Set problem :: Return every line below that contains the string "plate", matching case exactly.

Excerpts from point annotation data:
----

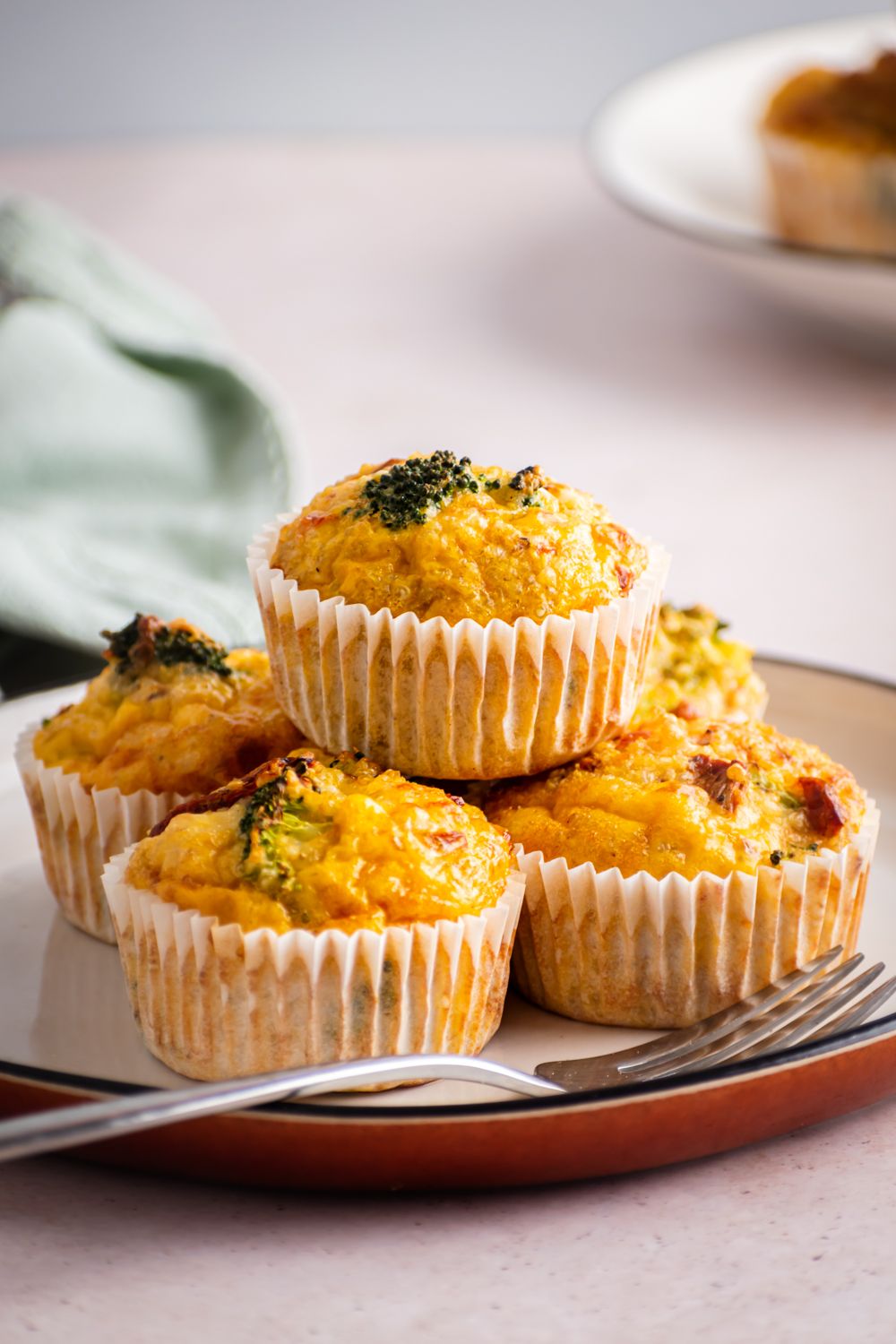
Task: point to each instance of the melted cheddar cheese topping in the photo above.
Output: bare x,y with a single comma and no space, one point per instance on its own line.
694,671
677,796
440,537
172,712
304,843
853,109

----

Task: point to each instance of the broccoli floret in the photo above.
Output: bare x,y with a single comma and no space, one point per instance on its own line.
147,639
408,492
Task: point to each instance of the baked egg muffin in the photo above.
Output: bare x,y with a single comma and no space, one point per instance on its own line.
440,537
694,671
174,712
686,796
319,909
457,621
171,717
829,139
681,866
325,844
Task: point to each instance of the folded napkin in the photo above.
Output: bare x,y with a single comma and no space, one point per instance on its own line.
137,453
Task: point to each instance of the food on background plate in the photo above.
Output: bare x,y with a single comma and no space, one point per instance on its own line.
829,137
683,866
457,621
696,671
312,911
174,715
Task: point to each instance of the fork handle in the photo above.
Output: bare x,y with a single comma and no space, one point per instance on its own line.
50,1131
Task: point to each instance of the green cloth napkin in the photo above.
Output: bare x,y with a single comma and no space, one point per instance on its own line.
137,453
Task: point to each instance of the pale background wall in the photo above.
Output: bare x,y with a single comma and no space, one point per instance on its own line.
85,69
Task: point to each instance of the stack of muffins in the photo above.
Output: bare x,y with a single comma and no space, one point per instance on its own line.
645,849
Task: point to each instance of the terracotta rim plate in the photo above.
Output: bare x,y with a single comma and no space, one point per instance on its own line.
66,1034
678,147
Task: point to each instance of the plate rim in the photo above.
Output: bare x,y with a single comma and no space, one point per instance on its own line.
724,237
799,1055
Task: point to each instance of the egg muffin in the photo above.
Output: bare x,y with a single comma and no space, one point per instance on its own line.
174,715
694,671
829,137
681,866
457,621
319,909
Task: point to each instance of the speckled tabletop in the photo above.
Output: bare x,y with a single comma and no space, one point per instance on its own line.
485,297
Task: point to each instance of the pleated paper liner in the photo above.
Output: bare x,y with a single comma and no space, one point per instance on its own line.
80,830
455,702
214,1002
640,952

----

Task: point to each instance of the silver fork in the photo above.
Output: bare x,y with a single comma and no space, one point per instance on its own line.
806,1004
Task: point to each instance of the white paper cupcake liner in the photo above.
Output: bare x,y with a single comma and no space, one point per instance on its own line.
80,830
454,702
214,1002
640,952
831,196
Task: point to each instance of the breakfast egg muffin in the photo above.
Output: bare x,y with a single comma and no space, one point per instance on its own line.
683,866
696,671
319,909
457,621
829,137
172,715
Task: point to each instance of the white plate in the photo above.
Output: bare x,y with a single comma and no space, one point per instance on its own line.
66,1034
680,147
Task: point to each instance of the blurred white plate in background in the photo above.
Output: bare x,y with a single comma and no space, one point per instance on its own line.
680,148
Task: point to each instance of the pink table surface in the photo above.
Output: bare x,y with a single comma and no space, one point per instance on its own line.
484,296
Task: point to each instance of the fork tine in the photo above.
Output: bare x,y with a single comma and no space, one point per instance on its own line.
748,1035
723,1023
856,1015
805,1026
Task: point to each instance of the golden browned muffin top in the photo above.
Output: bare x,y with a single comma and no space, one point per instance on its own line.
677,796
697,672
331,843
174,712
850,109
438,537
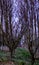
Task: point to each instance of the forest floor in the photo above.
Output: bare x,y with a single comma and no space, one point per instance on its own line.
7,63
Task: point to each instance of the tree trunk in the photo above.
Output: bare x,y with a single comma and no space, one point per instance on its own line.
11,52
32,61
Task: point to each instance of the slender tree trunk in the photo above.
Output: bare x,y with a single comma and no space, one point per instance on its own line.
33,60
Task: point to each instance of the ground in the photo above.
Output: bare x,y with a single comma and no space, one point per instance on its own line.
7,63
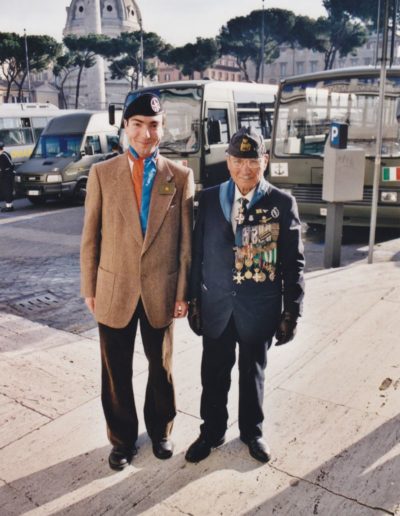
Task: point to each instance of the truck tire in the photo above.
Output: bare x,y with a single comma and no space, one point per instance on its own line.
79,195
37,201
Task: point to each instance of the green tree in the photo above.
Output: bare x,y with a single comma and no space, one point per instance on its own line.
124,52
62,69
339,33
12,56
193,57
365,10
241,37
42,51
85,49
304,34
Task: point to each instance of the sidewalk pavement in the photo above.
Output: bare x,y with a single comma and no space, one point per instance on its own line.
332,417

----

Result for this task ::
Task: point to each instance of the food on background plate in the photo above.
Task: point to each instance of the terracotta rim plate in the photo above.
Task: point to each instance of the plate rim in the photo above.
Task: point to each instance of the white plate in the photo above.
Task: point to each instance of the blurred white plate in background in the photo above.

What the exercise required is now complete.